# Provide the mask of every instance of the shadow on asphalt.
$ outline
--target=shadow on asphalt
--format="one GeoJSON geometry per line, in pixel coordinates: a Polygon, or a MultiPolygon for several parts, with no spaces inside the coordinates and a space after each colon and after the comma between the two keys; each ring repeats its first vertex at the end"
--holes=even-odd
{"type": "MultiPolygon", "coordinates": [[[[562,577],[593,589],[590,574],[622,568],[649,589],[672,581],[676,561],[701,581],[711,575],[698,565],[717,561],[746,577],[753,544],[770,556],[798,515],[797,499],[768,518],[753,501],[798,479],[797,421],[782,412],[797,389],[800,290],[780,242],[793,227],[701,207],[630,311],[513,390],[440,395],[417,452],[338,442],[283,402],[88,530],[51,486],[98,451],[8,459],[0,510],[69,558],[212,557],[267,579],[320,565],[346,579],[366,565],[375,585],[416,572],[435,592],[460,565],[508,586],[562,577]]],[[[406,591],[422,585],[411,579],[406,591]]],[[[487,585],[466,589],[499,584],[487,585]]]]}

+--

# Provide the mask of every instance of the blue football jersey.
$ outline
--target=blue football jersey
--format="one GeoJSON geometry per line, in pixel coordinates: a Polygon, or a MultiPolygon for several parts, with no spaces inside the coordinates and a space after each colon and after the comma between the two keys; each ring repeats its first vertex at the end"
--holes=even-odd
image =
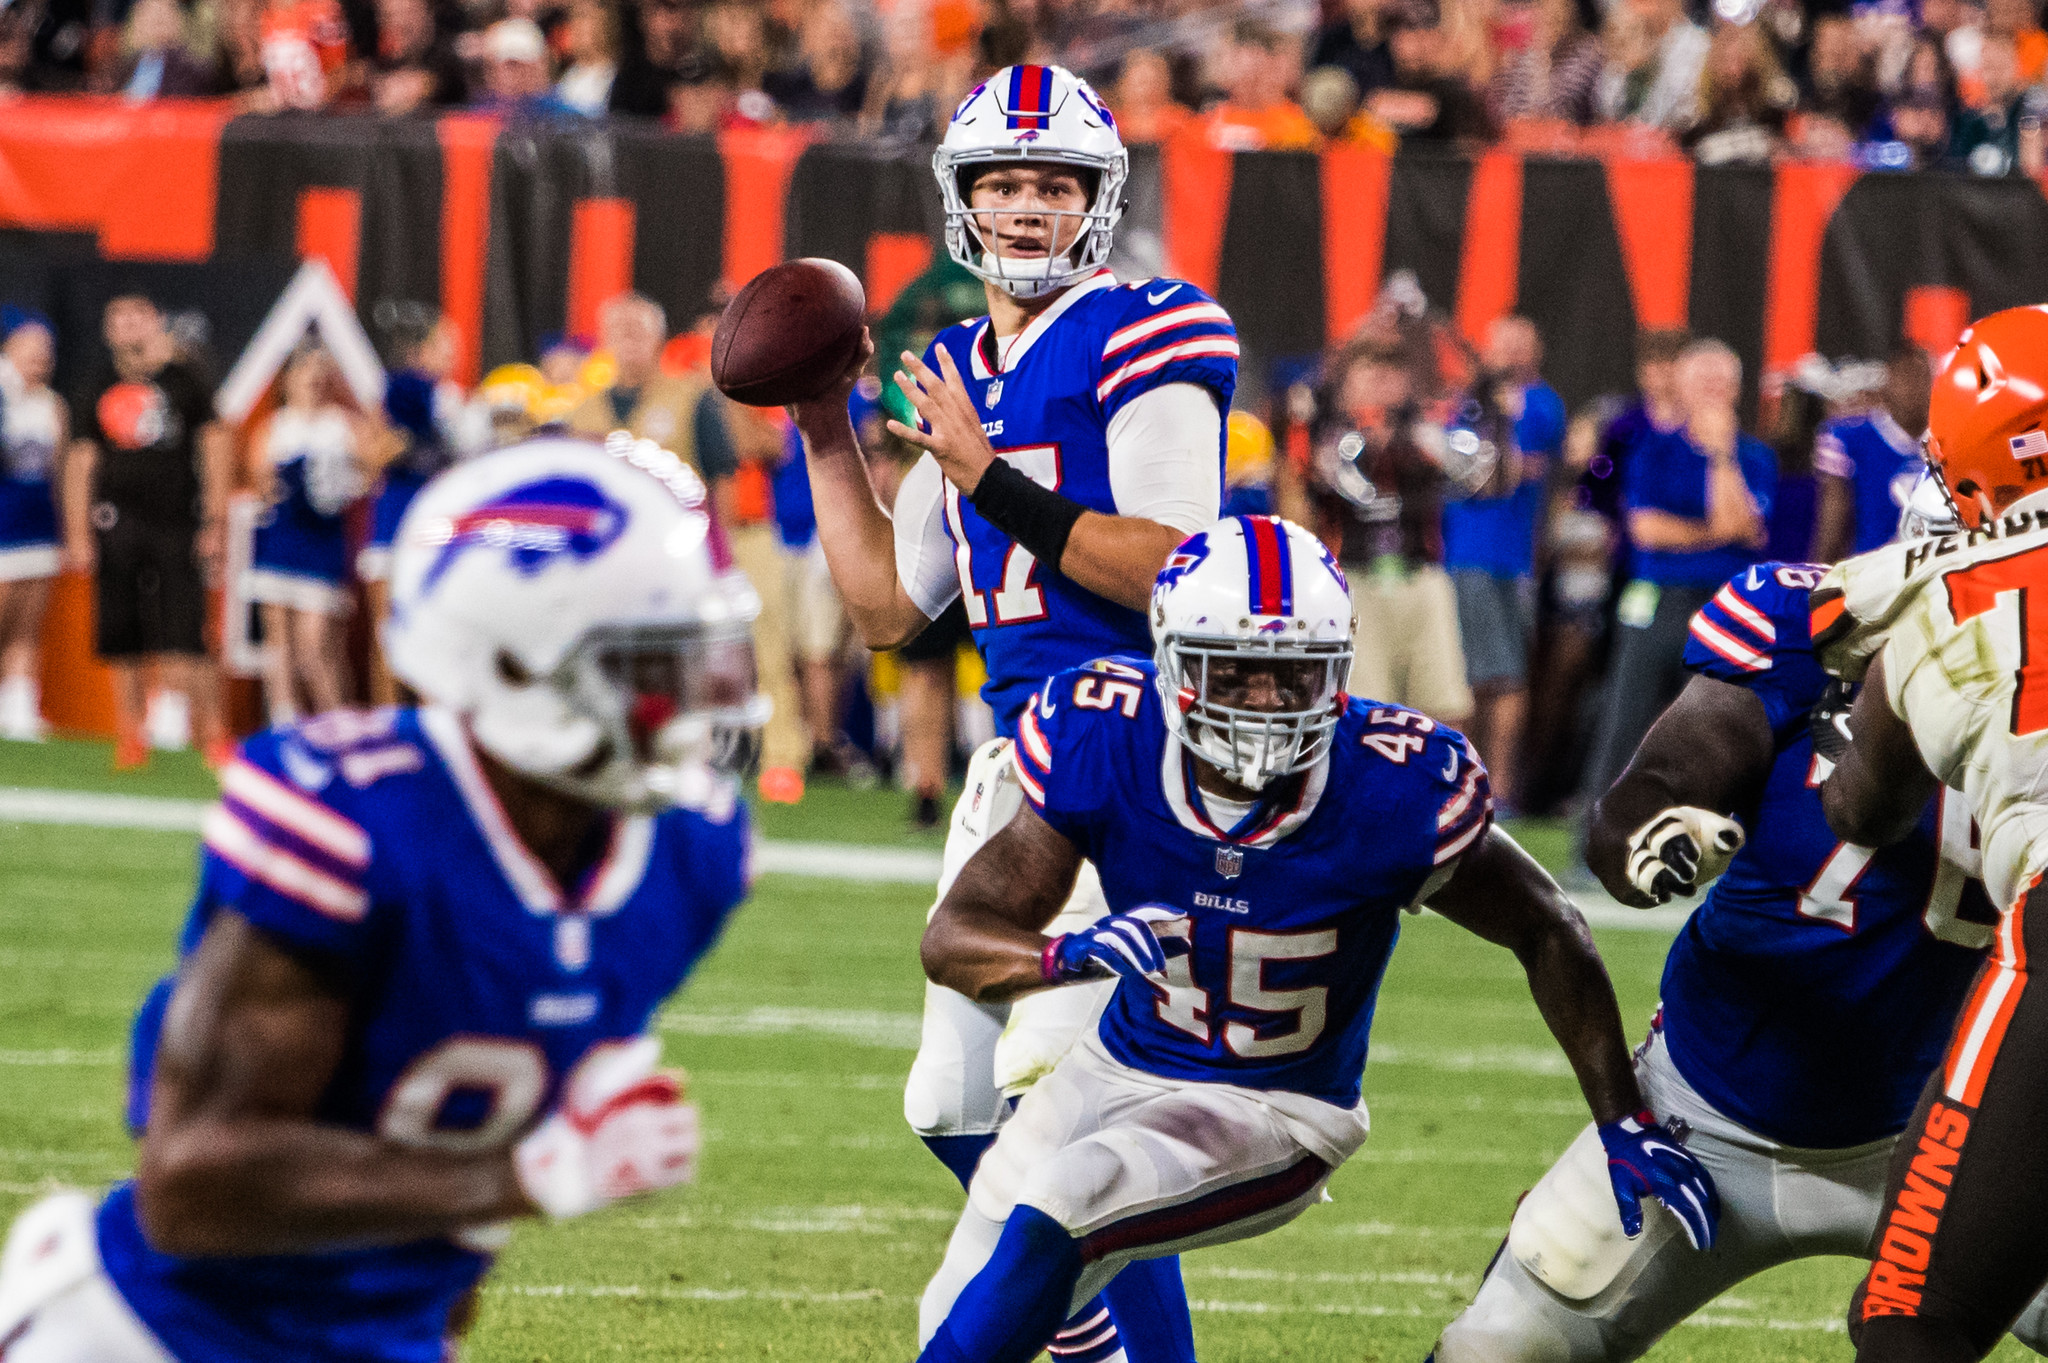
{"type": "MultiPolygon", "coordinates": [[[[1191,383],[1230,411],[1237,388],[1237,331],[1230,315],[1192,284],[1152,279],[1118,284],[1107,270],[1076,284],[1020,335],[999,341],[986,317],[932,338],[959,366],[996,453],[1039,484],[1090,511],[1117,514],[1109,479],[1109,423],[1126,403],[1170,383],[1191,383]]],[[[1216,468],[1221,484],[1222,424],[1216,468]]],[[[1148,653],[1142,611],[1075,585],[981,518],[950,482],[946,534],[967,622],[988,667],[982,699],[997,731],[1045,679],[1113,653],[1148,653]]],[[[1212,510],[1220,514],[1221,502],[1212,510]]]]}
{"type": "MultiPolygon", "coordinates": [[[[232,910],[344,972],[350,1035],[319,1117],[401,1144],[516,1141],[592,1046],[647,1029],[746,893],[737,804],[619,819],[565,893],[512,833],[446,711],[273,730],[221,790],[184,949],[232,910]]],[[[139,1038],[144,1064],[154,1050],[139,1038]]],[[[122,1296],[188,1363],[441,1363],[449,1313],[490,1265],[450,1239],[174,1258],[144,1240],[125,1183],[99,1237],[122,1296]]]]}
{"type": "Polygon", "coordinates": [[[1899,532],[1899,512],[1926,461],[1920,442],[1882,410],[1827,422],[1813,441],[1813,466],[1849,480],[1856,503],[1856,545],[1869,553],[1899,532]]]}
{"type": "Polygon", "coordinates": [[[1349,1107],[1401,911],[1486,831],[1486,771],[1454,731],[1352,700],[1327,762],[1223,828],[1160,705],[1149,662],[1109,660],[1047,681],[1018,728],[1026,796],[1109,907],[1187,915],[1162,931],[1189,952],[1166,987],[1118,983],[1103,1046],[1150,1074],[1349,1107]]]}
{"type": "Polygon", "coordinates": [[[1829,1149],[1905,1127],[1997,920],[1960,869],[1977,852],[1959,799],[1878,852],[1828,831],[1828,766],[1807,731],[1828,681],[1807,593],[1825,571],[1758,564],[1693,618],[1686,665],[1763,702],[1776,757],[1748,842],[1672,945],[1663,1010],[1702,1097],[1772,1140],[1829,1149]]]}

+--

WHAT TO PRODUCE -
Would you copy every line from the listing above that has the string "Provide" in it?

EXERCISE RESPONSE -
# Provide the mask of every instance of the shadow on asphalt.
# Provide the mask of every instance of the blue football jersey.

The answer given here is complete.